▶ _CHALLENGE_: Give the lines of the listing below as a numbered list, leaving out blank lines. Begin at the very first line and stop after the line that contains "xmin=86 ymin=29 xmax=230 ymax=119".

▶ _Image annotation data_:
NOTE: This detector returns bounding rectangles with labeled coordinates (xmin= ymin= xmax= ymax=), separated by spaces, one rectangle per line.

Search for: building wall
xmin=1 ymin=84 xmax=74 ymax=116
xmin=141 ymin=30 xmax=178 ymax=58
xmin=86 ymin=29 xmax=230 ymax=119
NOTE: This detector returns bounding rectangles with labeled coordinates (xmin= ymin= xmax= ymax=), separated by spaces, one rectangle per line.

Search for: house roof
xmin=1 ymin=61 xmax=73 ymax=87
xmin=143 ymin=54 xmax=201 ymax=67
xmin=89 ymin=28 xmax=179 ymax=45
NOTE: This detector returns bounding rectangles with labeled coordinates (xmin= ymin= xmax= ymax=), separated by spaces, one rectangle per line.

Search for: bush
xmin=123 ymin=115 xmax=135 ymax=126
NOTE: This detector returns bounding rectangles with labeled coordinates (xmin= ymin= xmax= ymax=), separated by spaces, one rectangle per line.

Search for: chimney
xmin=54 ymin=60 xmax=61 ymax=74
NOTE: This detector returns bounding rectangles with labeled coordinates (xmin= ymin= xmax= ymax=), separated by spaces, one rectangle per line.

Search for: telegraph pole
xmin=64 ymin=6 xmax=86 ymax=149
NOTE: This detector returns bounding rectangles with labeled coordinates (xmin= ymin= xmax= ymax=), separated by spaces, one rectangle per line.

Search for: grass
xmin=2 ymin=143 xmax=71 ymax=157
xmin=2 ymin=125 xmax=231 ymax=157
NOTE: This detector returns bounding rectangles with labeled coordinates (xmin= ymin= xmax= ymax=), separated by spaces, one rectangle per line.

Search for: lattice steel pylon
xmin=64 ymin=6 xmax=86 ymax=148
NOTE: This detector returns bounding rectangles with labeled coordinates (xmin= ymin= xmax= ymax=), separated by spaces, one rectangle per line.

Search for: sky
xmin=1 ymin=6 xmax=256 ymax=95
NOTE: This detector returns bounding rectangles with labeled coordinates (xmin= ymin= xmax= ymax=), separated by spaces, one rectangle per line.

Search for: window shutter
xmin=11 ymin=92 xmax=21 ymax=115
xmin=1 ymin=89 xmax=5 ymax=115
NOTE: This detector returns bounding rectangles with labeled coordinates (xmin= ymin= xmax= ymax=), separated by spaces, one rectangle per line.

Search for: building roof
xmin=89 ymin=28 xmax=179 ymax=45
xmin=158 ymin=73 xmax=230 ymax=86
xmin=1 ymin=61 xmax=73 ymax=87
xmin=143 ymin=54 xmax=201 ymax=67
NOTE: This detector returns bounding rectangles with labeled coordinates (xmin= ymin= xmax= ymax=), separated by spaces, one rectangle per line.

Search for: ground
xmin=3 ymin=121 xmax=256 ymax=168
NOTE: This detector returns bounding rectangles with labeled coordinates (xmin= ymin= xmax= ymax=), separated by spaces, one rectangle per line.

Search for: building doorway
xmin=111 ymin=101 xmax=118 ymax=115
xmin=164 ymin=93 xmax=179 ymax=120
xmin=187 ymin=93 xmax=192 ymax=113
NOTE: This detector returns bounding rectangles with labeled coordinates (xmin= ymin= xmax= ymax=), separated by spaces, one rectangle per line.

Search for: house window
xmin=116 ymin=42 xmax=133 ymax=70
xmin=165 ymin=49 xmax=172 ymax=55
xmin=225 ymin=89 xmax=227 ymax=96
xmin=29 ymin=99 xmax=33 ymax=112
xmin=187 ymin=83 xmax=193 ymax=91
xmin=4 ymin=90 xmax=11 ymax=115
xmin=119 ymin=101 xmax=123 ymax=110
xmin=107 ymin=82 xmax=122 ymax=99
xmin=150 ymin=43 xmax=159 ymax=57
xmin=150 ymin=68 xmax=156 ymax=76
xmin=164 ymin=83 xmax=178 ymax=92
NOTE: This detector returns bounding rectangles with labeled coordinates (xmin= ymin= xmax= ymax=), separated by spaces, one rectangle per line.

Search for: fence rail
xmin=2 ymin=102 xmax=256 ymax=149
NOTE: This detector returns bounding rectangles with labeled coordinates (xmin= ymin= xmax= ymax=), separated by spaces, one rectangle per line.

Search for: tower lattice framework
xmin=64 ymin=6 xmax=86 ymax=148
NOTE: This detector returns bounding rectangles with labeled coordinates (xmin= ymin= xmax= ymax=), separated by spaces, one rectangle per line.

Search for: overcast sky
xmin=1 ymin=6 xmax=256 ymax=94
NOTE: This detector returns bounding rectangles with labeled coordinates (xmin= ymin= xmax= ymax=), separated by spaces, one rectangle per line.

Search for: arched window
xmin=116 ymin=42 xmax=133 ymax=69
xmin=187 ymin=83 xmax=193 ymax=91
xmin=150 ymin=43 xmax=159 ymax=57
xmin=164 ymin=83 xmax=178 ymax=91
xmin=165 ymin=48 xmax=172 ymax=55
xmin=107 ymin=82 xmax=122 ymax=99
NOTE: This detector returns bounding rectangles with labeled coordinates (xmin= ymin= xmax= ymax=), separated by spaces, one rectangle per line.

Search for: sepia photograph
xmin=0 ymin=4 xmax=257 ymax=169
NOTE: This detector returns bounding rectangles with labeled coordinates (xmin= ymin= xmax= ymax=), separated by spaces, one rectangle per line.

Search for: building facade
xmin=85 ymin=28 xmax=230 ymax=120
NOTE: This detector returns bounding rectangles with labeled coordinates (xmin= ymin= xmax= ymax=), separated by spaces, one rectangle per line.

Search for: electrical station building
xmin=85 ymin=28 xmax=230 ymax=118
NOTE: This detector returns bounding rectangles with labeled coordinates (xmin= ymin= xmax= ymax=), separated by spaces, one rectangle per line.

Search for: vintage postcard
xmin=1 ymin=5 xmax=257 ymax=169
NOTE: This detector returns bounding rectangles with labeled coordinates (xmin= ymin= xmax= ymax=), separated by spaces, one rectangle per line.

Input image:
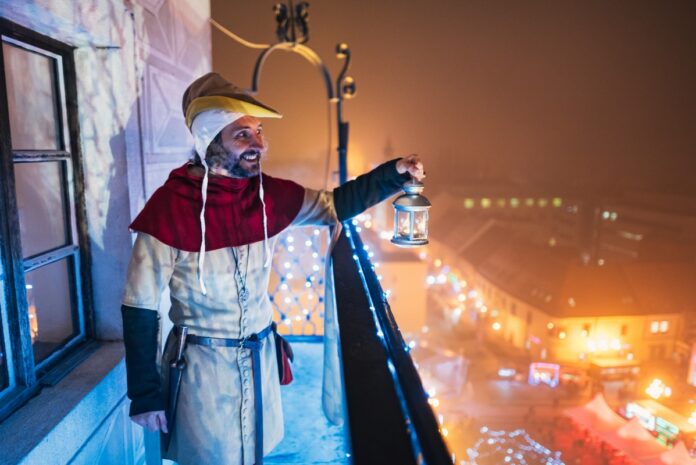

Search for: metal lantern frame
xmin=391 ymin=180 xmax=431 ymax=247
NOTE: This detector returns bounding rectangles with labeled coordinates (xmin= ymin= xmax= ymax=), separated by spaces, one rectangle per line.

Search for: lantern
xmin=392 ymin=179 xmax=430 ymax=247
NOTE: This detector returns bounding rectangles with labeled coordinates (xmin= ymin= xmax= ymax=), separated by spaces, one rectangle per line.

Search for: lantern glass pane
xmin=413 ymin=210 xmax=428 ymax=239
xmin=394 ymin=210 xmax=411 ymax=238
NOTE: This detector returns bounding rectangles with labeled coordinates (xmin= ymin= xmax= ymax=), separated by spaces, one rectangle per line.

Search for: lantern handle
xmin=401 ymin=173 xmax=425 ymax=194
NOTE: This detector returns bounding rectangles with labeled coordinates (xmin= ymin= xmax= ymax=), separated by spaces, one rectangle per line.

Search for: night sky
xmin=212 ymin=0 xmax=696 ymax=194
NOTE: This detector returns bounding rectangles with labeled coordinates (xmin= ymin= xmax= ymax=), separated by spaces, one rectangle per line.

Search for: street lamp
xmin=391 ymin=179 xmax=430 ymax=247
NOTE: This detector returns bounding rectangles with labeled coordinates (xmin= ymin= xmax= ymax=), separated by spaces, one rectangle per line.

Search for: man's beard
xmin=205 ymin=141 xmax=262 ymax=178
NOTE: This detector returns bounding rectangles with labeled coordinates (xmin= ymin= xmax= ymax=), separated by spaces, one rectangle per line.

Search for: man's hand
xmin=131 ymin=410 xmax=169 ymax=433
xmin=396 ymin=153 xmax=425 ymax=181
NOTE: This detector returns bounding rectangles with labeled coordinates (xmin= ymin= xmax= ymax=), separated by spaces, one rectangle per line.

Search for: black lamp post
xmin=210 ymin=0 xmax=356 ymax=184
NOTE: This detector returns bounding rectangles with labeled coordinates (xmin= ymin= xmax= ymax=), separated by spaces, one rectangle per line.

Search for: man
xmin=122 ymin=73 xmax=424 ymax=465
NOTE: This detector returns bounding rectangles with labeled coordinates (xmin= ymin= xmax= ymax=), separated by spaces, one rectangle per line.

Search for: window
xmin=0 ymin=20 xmax=88 ymax=420
xmin=650 ymin=320 xmax=669 ymax=334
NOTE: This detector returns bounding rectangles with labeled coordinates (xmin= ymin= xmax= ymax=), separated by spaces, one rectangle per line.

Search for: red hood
xmin=130 ymin=163 xmax=304 ymax=252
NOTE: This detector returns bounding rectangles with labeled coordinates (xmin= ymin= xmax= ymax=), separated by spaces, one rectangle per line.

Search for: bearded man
xmin=122 ymin=73 xmax=424 ymax=465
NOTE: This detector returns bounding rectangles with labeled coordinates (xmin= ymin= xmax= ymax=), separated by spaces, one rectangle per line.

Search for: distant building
xmin=431 ymin=187 xmax=696 ymax=362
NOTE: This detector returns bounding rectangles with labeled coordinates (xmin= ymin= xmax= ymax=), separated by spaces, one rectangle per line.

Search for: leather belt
xmin=186 ymin=324 xmax=274 ymax=465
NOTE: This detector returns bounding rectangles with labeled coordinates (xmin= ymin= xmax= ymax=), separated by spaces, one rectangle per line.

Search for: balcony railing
xmin=332 ymin=224 xmax=452 ymax=465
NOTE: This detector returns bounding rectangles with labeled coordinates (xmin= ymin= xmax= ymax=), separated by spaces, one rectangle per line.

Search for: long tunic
xmin=123 ymin=189 xmax=338 ymax=465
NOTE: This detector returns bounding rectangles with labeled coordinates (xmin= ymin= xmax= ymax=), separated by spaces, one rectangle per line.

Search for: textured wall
xmin=0 ymin=0 xmax=211 ymax=464
xmin=0 ymin=0 xmax=211 ymax=339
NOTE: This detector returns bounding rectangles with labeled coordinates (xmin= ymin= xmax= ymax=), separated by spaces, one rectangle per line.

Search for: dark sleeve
xmin=121 ymin=305 xmax=164 ymax=416
xmin=333 ymin=158 xmax=411 ymax=221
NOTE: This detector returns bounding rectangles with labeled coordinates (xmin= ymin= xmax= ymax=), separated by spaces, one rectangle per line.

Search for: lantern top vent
xmin=393 ymin=179 xmax=431 ymax=210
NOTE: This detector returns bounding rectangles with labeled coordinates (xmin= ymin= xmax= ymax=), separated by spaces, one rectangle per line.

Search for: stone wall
xmin=0 ymin=0 xmax=211 ymax=464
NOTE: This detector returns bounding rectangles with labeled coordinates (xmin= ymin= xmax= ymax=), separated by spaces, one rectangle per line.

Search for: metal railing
xmin=332 ymin=223 xmax=452 ymax=465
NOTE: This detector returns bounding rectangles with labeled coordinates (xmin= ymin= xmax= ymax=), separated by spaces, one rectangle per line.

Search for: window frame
xmin=0 ymin=18 xmax=95 ymax=421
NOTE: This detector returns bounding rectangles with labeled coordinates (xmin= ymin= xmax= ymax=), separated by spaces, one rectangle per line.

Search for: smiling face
xmin=206 ymin=116 xmax=268 ymax=178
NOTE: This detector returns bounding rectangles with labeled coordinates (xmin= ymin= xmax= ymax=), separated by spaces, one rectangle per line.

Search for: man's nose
xmin=251 ymin=130 xmax=266 ymax=150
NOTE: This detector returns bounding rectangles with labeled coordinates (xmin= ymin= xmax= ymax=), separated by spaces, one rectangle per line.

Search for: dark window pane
xmin=26 ymin=257 xmax=79 ymax=363
xmin=2 ymin=42 xmax=60 ymax=150
xmin=14 ymin=161 xmax=67 ymax=258
xmin=0 ymin=327 xmax=10 ymax=391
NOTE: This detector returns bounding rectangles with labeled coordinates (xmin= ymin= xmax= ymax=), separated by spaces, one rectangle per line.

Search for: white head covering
xmin=191 ymin=109 xmax=271 ymax=295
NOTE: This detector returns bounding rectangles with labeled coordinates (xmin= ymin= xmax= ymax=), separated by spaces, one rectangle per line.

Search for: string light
xmin=461 ymin=426 xmax=564 ymax=465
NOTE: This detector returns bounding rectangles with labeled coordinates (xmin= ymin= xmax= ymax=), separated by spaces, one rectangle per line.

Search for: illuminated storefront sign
xmin=686 ymin=343 xmax=696 ymax=386
xmin=528 ymin=362 xmax=561 ymax=388
xmin=626 ymin=399 xmax=696 ymax=445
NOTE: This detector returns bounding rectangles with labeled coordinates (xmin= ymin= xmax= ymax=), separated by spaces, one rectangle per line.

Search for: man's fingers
xmin=157 ymin=413 xmax=169 ymax=434
xmin=147 ymin=415 xmax=159 ymax=433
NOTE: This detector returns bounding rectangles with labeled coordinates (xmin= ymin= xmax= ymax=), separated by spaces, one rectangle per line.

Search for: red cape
xmin=130 ymin=163 xmax=304 ymax=252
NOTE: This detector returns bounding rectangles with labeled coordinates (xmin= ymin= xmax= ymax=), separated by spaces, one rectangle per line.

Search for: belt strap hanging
xmin=186 ymin=325 xmax=273 ymax=465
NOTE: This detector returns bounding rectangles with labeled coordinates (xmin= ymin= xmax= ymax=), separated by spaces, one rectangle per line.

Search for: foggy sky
xmin=212 ymin=0 xmax=696 ymax=192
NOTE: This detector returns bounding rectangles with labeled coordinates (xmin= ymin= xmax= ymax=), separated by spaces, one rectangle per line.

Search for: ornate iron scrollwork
xmin=273 ymin=0 xmax=309 ymax=44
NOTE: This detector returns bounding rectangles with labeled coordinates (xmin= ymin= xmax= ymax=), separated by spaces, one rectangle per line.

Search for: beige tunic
xmin=123 ymin=189 xmax=337 ymax=465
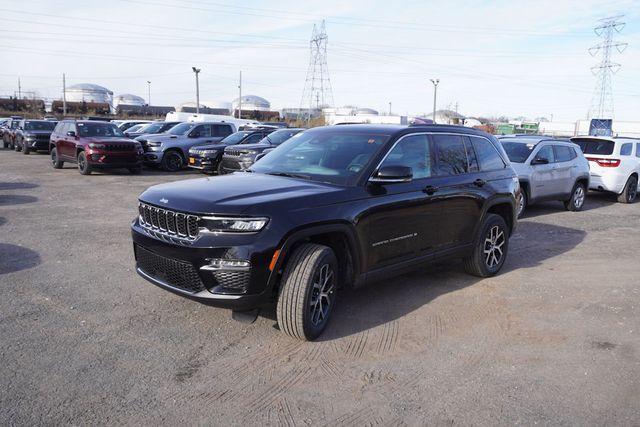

▶ _TASK RESPONSE_:
1. NOTE: This detector returns bounding rectangles with labeled coordinates (xmin= ymin= xmax= ymax=), separated by spaces, one rectangle per line.
2. Search for: building wall
3. xmin=1 ymin=84 xmax=74 ymax=116
4. xmin=141 ymin=30 xmax=178 ymax=58
5. xmin=86 ymin=29 xmax=230 ymax=119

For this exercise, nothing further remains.